Information provided
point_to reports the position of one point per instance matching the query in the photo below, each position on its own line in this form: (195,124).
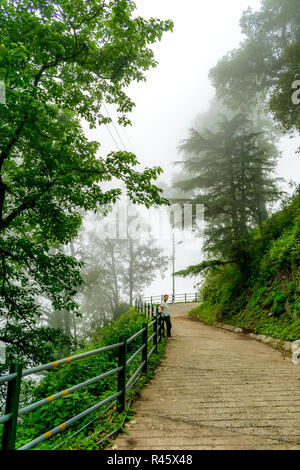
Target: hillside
(268,301)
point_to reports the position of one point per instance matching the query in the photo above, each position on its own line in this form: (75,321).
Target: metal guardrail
(14,378)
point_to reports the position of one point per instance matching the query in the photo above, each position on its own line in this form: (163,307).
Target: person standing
(165,312)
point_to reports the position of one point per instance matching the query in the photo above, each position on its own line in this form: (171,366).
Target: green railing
(14,378)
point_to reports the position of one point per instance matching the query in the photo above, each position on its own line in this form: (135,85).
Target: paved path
(216,390)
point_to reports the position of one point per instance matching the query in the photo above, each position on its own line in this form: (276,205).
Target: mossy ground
(267,301)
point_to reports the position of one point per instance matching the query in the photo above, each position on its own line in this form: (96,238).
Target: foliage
(269,302)
(60,61)
(261,71)
(58,411)
(228,170)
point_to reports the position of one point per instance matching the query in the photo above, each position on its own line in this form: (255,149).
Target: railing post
(12,407)
(155,338)
(145,350)
(122,374)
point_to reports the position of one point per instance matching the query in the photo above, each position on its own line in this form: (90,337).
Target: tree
(266,63)
(113,272)
(229,172)
(60,61)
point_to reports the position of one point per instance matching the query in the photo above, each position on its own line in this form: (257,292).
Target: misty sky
(179,89)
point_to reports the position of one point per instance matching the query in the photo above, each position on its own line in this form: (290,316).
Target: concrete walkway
(216,390)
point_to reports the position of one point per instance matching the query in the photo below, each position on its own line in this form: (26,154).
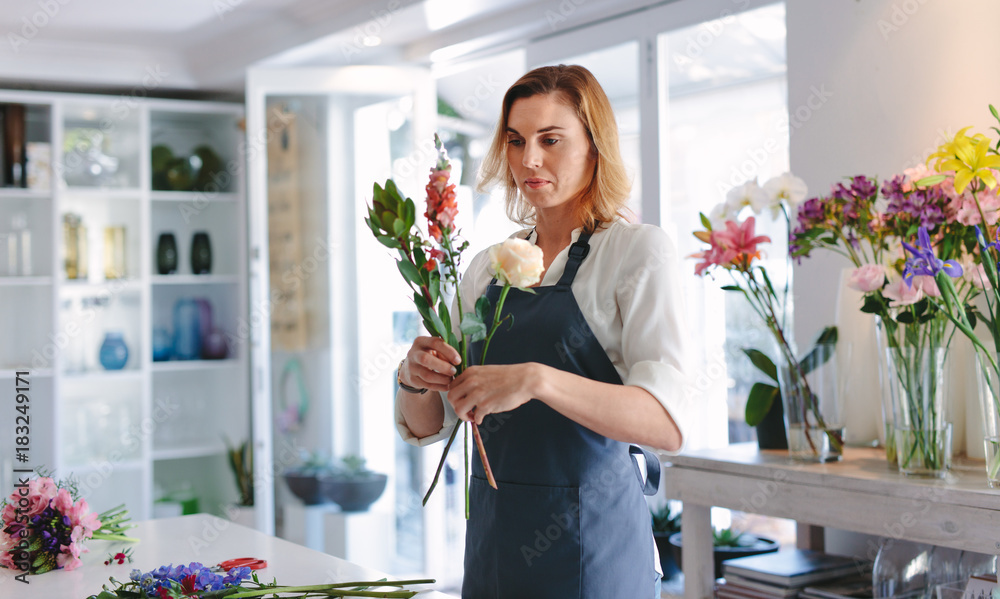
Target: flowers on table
(196,580)
(870,224)
(733,246)
(431,269)
(45,524)
(968,163)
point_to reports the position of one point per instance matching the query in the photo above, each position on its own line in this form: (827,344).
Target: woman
(591,363)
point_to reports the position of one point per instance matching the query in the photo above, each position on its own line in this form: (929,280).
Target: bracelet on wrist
(404,386)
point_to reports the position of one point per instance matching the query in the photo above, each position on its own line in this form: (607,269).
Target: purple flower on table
(922,260)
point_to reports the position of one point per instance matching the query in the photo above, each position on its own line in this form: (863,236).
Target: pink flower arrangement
(44,526)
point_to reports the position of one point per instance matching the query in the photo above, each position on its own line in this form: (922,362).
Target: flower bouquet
(968,165)
(196,580)
(45,524)
(733,247)
(868,224)
(431,269)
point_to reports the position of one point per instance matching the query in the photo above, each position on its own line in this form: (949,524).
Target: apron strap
(577,252)
(652,478)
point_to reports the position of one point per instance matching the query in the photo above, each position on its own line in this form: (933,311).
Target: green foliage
(763,395)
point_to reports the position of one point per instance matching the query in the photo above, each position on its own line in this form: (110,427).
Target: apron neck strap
(577,252)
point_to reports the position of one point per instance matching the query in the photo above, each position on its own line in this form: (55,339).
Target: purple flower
(924,262)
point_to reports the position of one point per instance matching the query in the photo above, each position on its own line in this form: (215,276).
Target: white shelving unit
(151,428)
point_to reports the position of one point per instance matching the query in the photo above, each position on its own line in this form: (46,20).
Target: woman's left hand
(492,389)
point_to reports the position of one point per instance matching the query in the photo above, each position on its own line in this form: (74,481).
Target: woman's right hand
(430,363)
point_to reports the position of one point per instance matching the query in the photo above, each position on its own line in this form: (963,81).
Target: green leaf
(759,402)
(435,287)
(762,362)
(389,242)
(398,227)
(410,272)
(473,327)
(872,305)
(445,316)
(483,308)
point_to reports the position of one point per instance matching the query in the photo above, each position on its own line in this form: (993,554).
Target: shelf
(198,451)
(15,193)
(189,365)
(195,279)
(193,196)
(24,281)
(103,193)
(117,285)
(103,376)
(11,373)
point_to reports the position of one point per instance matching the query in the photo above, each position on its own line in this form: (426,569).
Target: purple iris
(924,262)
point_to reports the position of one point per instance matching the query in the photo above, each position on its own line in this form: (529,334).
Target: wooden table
(198,538)
(859,493)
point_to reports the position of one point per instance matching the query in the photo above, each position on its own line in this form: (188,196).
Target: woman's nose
(532,157)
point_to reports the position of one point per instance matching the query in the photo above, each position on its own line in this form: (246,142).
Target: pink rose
(927,285)
(976,275)
(867,278)
(901,294)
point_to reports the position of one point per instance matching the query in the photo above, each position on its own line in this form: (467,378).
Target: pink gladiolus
(867,278)
(901,294)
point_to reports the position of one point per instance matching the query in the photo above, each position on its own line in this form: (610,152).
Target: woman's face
(548,151)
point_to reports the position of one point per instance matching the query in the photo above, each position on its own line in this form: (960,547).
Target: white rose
(517,262)
(748,194)
(788,188)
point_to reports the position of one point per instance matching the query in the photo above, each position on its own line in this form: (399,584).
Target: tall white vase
(857,354)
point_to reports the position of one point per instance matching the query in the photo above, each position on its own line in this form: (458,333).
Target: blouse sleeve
(472,286)
(654,334)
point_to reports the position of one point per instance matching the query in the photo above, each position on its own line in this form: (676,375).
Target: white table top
(197,538)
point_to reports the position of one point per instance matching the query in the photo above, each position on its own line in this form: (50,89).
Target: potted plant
(241,463)
(666,523)
(308,480)
(354,487)
(728,544)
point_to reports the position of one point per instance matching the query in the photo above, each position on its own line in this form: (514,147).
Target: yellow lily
(969,158)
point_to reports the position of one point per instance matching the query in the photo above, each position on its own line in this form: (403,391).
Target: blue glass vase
(163,345)
(187,329)
(114,352)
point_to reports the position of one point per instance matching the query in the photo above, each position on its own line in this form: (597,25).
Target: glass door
(331,317)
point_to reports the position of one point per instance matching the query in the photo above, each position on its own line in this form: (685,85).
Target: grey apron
(569,519)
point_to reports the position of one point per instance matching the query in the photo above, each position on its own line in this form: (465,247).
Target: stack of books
(795,573)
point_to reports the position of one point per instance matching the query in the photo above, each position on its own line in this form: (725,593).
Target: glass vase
(913,382)
(988,381)
(812,403)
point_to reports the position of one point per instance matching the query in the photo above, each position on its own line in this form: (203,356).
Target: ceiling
(207,45)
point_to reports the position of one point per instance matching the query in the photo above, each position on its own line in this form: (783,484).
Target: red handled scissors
(243,562)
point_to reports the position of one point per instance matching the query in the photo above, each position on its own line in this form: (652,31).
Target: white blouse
(628,288)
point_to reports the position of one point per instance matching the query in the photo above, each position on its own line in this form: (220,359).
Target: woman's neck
(553,233)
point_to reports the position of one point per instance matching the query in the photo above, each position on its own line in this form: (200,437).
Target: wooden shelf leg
(699,567)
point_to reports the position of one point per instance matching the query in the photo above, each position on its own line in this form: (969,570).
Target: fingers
(430,364)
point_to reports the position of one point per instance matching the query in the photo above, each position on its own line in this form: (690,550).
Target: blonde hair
(608,192)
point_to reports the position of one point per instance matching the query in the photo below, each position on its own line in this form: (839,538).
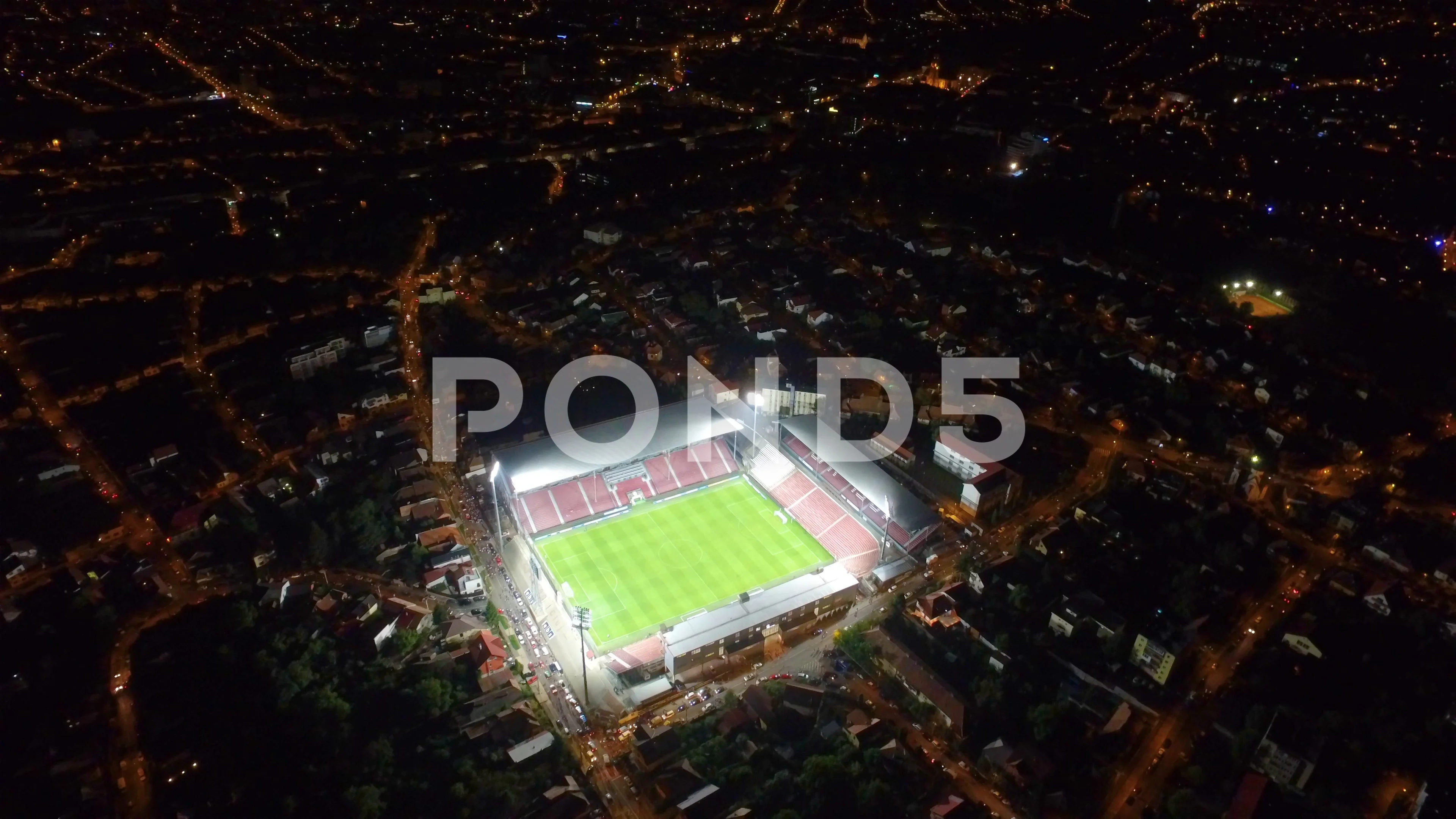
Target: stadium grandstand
(875,499)
(686,551)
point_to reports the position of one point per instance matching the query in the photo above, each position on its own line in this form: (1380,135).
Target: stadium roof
(764,607)
(871,480)
(541,463)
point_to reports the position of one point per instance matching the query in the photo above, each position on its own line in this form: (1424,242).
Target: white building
(603,234)
(378,334)
(305,362)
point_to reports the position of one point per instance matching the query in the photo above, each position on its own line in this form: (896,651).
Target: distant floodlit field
(666,560)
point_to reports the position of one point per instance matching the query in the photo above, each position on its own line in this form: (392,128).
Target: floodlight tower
(755,400)
(583,624)
(496,506)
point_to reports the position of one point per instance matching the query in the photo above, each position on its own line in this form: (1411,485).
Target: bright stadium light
(583,624)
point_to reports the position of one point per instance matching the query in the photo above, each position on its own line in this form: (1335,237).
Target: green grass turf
(666,560)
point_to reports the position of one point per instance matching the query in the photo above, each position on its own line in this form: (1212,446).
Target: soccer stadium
(688,551)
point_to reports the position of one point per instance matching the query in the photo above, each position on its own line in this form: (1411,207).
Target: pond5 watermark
(708,395)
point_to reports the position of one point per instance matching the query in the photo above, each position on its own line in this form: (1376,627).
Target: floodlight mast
(496,508)
(583,624)
(756,400)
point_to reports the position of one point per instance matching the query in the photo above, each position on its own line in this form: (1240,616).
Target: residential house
(896,454)
(906,667)
(456,556)
(988,487)
(954,808)
(653,747)
(1085,607)
(797,305)
(465,581)
(937,608)
(490,658)
(870,735)
(381,630)
(306,361)
(1021,764)
(1384,596)
(1154,661)
(461,629)
(1299,636)
(532,747)
(804,700)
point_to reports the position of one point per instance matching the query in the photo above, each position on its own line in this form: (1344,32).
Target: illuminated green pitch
(662,562)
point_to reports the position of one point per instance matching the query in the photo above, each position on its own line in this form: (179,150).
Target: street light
(583,624)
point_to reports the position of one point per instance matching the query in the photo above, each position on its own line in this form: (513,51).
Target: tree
(1045,720)
(435,696)
(408,640)
(379,758)
(828,783)
(366,525)
(319,546)
(367,802)
(1184,805)
(1021,598)
(875,799)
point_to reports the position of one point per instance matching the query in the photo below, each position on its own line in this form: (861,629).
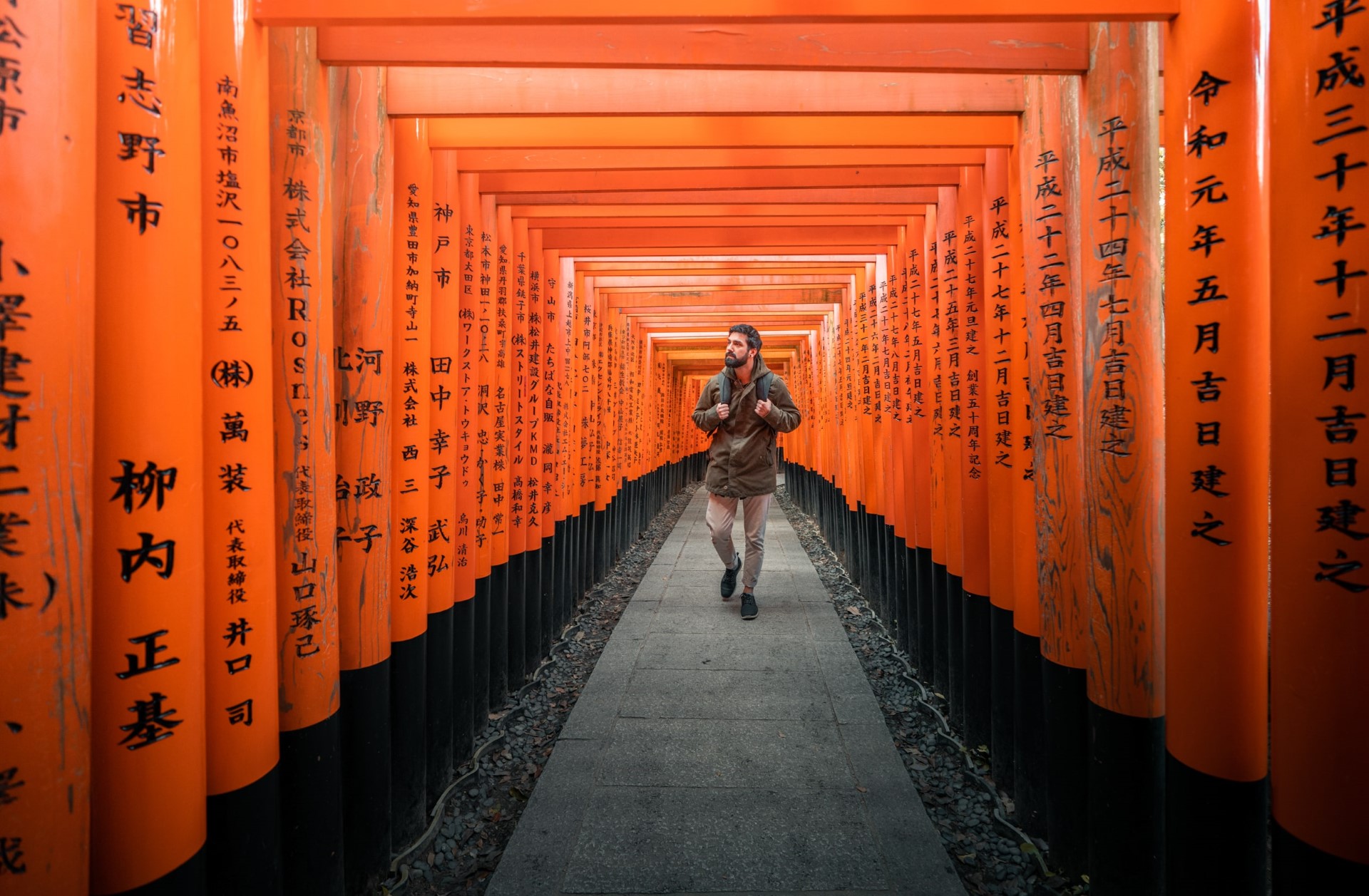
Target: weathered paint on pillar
(1123,456)
(1123,400)
(47,316)
(1023,457)
(1217,576)
(1053,303)
(1320,190)
(363,153)
(1050,137)
(410,394)
(148,726)
(468,215)
(242,732)
(444,388)
(306,516)
(364,364)
(1001,403)
(411,468)
(975,390)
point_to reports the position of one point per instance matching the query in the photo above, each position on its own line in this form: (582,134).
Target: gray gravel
(481,815)
(955,783)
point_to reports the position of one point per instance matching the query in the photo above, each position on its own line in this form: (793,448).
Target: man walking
(744,408)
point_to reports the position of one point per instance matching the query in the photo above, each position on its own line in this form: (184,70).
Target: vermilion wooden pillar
(1050,187)
(463,461)
(516,446)
(1217,576)
(921,418)
(1001,400)
(444,446)
(147,647)
(441,482)
(952,299)
(411,470)
(244,736)
(974,464)
(1028,706)
(503,614)
(937,449)
(306,498)
(474,388)
(1318,668)
(1122,430)
(47,314)
(363,158)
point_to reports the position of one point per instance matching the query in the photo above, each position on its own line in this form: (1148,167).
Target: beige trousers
(719,517)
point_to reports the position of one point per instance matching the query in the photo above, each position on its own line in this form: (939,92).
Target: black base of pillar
(518,622)
(906,598)
(247,823)
(1030,744)
(550,572)
(926,632)
(366,777)
(463,680)
(956,649)
(560,577)
(1067,766)
(441,705)
(1126,803)
(1001,747)
(409,741)
(1208,817)
(481,659)
(979,669)
(498,634)
(311,809)
(187,880)
(1301,867)
(533,644)
(941,608)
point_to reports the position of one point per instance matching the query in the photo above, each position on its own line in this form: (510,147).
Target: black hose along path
(990,853)
(476,817)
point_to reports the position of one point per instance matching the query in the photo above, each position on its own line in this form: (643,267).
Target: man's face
(738,352)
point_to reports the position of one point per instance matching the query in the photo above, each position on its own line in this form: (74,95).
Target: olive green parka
(742,460)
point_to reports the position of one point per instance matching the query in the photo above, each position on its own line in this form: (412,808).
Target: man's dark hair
(753,338)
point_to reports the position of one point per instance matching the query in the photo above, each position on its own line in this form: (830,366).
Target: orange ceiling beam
(714,180)
(595,159)
(844,196)
(1042,48)
(723,220)
(722,269)
(702,11)
(445,92)
(690,237)
(656,285)
(724,130)
(793,210)
(818,251)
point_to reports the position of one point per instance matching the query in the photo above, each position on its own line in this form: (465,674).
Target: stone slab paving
(715,756)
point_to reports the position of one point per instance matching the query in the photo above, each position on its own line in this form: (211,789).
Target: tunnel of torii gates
(344,344)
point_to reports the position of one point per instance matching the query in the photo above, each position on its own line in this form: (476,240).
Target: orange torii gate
(1077,519)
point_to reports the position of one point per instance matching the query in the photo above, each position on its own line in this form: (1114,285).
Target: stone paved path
(712,756)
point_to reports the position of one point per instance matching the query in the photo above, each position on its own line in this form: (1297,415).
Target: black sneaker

Task brief
Output the line that contains "this form: (510,147).", followed by every later line in the listing, with no line omitted and none added.

Problem solution
point_to reports the position of one point per instance matching the query in the photo above, each position on its own line in this form: (510,147).
Target: black hose along path
(990,853)
(476,817)
point_to reports the position of one point per instance matching the query in the photo above, each position on its own line in this form: (643,267).
Target: man's face
(738,352)
point_to reports the position of one point per instance matching the query in the photo above, each position on its own line in this form: (74,95).
Target: olive green parka
(742,460)
point_to reports the position of one point per instance matching the query in the photo above, each position on its own line in this form: (412,808).
Target: man's dark hair
(753,338)
point_to reports the position of one point per instance matching the query in the photo above, each position on its own line in this form: (830,366).
Target: orange ceiling beam
(714,180)
(595,159)
(844,196)
(1042,48)
(723,220)
(722,269)
(702,11)
(445,92)
(690,237)
(656,285)
(724,130)
(793,210)
(818,251)
point_to reports the position of one point per instance matching the query in the photo above, each position on its own line in this form: (465,674).
Target: stone slab paving
(715,756)
point_to reports the position of one point per instance matching the query in the photo above, each position on its own line in this form: (211,789).
Target: tunnel of torii gates
(344,344)
point_to reports the position of one point per instance matching the query in the photo above, each position on its own line in this form: (476,240).
Target: orange torii gate
(1077,519)
point_to reports the position of one point per instance matching the query in the photo above, each position on its own line in this form: (1114,285).
Target: stone paved path
(712,756)
point_to reports the position of one point per instance matching the query in the photo above, each position on its own line in this form: (1297,415).
Target: black sneaker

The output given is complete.